*Selected excerpt:*
▬▬▬▬▬▬
The Persian road system allowed news to be delivered from anywhere in the empire to the royal court within a day or two of its occurrence—a remarkable achievement in ancient times. This provided the Persians a significant military advantage in terms of being able to speedily react to intelligence. Imperial stations along the Royal Road ensured the king’s commands were delivered in the shortest possible time. 

Today, the total length of the Royal Road network is estimated at 8,000 miles. This includes the identification of Persian highways stretching from Kyrgyzstan and India in the east, to Türkiye and Egypt in the west. The network crisscrossed the vital Mesopotamian heartland, connecting cities, regions, and cultures.

Very few Persian highways were paved. Yet even Persia’s unpaved highways, with a standard width of roughly six meters, were considered flat and durable enough for traffic by wheeled vehicles that otherwise struggled to cross predominantly sandy or rocky terrain. These highways were more than sufficient to handle chariot, wagon, cavalry, and foot traffic. 

Armies on the Go

Persian roads greatly facilitated the movement of large armies. Alexander the Great made extensive use of the Persian road network even while he was tearing that ancient empire to shreds. A failed 330 BCE attempt by a Persian general to stop Alexander’s army from proceeding down the Royal Road through a natural chokepoint became known as the Battle of the Persian Gates. The value of the Persian highways appears to have been abundantly clear to Alexander. He took advantage of the interior lines they provided him throughout his eastern campaigns.
▬▬▬▬▬▬
*Things to do:*
1) Copy out the entries below word for word, from the line containing "Where can you spot the foreground grass" through the end of the entries.
2) Carry on the passage about the Persian road system, picking up after its final sentence.

Point labeling samples:
▬▬▬▬▬▬
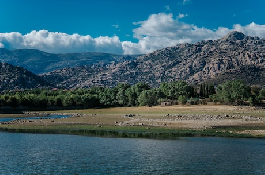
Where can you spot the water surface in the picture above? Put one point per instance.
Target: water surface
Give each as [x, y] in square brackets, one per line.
[70, 154]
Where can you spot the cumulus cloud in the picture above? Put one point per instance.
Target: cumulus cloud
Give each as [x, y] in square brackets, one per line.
[163, 30]
[182, 15]
[158, 31]
[57, 42]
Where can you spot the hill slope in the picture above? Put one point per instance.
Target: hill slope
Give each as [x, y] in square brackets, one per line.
[12, 77]
[234, 56]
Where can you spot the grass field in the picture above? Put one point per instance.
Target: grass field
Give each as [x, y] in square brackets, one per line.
[173, 121]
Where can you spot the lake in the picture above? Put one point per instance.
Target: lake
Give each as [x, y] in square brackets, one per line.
[71, 154]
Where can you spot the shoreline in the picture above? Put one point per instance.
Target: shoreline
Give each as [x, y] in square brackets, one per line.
[150, 122]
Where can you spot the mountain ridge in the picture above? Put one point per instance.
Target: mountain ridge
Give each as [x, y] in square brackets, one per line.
[196, 63]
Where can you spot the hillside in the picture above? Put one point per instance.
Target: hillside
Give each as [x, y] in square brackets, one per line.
[42, 62]
[234, 56]
[12, 77]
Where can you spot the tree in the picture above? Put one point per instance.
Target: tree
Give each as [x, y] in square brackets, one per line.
[147, 98]
[121, 96]
[235, 91]
[182, 99]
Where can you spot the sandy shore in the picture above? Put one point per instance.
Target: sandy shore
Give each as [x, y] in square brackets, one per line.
[173, 117]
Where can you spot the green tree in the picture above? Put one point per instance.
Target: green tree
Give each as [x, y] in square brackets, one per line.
[147, 98]
[235, 91]
[182, 99]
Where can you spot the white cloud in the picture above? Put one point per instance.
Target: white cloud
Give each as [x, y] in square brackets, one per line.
[115, 25]
[57, 42]
[167, 7]
[158, 31]
[162, 30]
[185, 1]
[182, 15]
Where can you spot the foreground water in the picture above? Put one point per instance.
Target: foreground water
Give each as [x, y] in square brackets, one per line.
[70, 154]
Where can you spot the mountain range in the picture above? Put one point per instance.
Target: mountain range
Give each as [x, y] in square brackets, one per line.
[235, 56]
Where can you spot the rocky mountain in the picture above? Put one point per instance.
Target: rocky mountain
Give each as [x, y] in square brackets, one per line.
[234, 56]
[41, 62]
[12, 77]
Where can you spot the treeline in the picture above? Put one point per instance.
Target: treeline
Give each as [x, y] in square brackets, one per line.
[140, 94]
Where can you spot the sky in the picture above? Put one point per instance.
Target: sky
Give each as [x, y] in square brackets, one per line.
[123, 26]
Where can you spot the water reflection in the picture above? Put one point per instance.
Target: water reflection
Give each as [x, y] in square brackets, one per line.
[67, 154]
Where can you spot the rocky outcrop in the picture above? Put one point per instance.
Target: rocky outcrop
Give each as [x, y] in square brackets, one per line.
[12, 78]
[234, 56]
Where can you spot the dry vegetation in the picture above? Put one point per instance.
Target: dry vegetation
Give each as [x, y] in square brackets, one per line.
[245, 120]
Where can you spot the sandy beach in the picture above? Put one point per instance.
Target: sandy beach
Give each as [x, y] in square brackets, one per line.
[245, 120]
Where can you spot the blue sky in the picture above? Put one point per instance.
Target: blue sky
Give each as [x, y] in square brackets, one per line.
[123, 26]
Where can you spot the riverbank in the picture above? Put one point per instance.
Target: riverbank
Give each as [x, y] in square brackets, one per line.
[151, 122]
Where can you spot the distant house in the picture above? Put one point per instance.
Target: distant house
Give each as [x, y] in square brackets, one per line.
[167, 103]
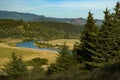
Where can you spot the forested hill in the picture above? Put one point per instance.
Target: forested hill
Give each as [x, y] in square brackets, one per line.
[37, 30]
[33, 17]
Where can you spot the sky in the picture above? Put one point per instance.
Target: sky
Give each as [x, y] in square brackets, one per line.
[59, 8]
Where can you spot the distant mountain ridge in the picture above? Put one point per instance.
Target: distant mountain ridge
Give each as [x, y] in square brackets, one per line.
[36, 18]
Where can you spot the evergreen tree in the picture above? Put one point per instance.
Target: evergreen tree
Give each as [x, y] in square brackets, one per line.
[116, 21]
[86, 50]
[16, 67]
[107, 40]
[65, 61]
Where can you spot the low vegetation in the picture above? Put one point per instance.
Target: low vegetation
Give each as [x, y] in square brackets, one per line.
[95, 57]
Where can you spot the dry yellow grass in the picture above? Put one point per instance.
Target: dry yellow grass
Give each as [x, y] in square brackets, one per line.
[69, 42]
[27, 53]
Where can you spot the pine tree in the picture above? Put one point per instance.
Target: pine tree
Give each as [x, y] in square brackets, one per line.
[107, 45]
[86, 52]
[65, 61]
[16, 67]
[116, 21]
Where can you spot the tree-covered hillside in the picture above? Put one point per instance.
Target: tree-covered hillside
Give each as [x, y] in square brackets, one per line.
[37, 30]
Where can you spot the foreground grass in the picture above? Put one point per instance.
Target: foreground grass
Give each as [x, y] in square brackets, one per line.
[28, 54]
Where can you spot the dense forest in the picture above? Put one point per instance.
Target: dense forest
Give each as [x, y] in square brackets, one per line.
[37, 30]
[97, 57]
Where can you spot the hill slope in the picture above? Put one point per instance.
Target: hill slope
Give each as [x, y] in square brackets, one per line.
[37, 18]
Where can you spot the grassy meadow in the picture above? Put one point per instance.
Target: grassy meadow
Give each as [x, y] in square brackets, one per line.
[28, 54]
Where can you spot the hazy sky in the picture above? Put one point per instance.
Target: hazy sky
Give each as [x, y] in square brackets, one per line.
[59, 8]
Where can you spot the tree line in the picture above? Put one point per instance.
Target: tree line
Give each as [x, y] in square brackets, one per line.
[97, 57]
[38, 30]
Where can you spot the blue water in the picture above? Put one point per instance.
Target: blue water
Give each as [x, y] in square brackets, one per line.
[30, 44]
▬▬▬▬▬▬
*Answers to the exercises:*
1)
Where can you spot the foreground grass in the picture above? Put one point per instance.
Target: foreground grass
Give each as [x, y] in square brackets, one per line.
[28, 54]
Where can you spot the dense forest in the picture above? Put one point per instance.
Target: dense forest
Give each as [x, y] in square brackets, one per line.
[37, 30]
[97, 57]
Where can you spot the hill slope in the picture above? Put one point per instance.
Target: hill slope
Give each as [x, y] in square brackets, one per line.
[37, 18]
Where can you spot the grassy meadow in the picture above? Put one point per instance.
Target: grassy meadow
Give each as [x, y] in square brackets, one per line.
[28, 54]
Where can you spot the hazy sky in the picture above? Put one point per instance.
Target: hazy sky
Give each as [x, y] in square brackets, one per line.
[59, 8]
Where can you spot the tree line in the picture above? Put one point per instance.
Target: tree line
Give each as [x, y] in square brackets, one per line.
[97, 57]
[38, 30]
Where can you spot the blue water in the picture above? Put one point per instance.
Target: blue water
Give each as [x, y] in square brackets, one per line.
[30, 44]

2)
Persian roadways evinced mythological origin stories from Greeks who encountered them. One attributed the construction of the Royal Road to the Syrian warrior goddess Smiramis, who the Greeks believed to have founded ancient Babylon. Another Greek legend gave the credit to Memnon, a mythical king of Ethiopia and conqueror of all the territory between Susa and Troy.

When the Romans arrived on scene in the 2nd century BCE, the decaying Persian road network no doubt contributed to the speed with which Pompey the Great subdued the entire Eastern Mediterranean. Many, if not most, of the Roman roads eventually constructed across Asia Minor, Judah, and Mesopotamia were laid atop the old Persian thoroughfares. A portion of one such stretch has been positively identified near Gordium in modern Türkiye, displaying multiple strata of road construction stacked atop one another. 

Still in use Today

Considering the massive scope of the Achaemenid Persian road system, one might be surprised to find so little evidence of it today. In 2019, archaeologists discovered the long-buried ruins of a Persian postal station in the village of Toklucak, Türkiye.  Ongoing excavations along the Syr Darya River in Kazakhstan and Kyrgyzstan offer enticing insights into the Royal Road that once connected Mesopotamia with the ancient lands of Bactria and Ferghana. Bridge footings, deliberate cuts into steep slopes, and foundations of once bustling inns and postal stations are slowly emerging.

The principal reason why so few remnants of Persia’s road system have been found is the fact that people still essentially use it—the modern road system to a large degree still utilizes the routes first surveyed and graded by Achaemenid Persians some 2,500 years ago.

Royal Roads passing through historically restrictive terrain as the Cilician Gates are now asphalted motorways through which thousands of vehicles and even more people traverse each day. Those commuters remain blissfully unaware that the foundation for their comfortable journey was first laid down in the 6th century BCE.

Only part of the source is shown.